If a line below contains the string "field", return that line.
======== RECORDS SHOWN ========
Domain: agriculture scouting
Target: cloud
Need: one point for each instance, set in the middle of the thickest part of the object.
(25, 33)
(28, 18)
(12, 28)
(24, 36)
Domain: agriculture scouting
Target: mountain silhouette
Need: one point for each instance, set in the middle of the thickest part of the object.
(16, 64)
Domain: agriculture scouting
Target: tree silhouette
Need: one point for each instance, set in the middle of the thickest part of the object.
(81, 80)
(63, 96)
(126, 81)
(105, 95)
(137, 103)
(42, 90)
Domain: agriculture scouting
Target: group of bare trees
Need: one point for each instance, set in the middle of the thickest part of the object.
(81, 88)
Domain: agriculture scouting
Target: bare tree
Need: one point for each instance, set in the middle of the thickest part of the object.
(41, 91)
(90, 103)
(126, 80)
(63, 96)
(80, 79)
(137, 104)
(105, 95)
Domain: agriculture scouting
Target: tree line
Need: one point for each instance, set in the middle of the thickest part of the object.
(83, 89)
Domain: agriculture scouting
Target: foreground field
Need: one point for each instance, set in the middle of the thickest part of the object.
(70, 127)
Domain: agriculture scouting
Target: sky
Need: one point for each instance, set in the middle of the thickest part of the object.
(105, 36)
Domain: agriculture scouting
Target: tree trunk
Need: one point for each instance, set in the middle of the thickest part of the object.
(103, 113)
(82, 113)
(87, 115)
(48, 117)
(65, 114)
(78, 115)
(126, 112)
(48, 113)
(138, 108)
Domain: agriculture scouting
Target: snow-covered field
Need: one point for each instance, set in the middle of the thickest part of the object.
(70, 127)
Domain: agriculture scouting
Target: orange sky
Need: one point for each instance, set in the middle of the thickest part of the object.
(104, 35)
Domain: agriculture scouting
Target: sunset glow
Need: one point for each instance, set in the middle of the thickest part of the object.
========
## RESPONSE
Target: foreground field
Target: snow-covered field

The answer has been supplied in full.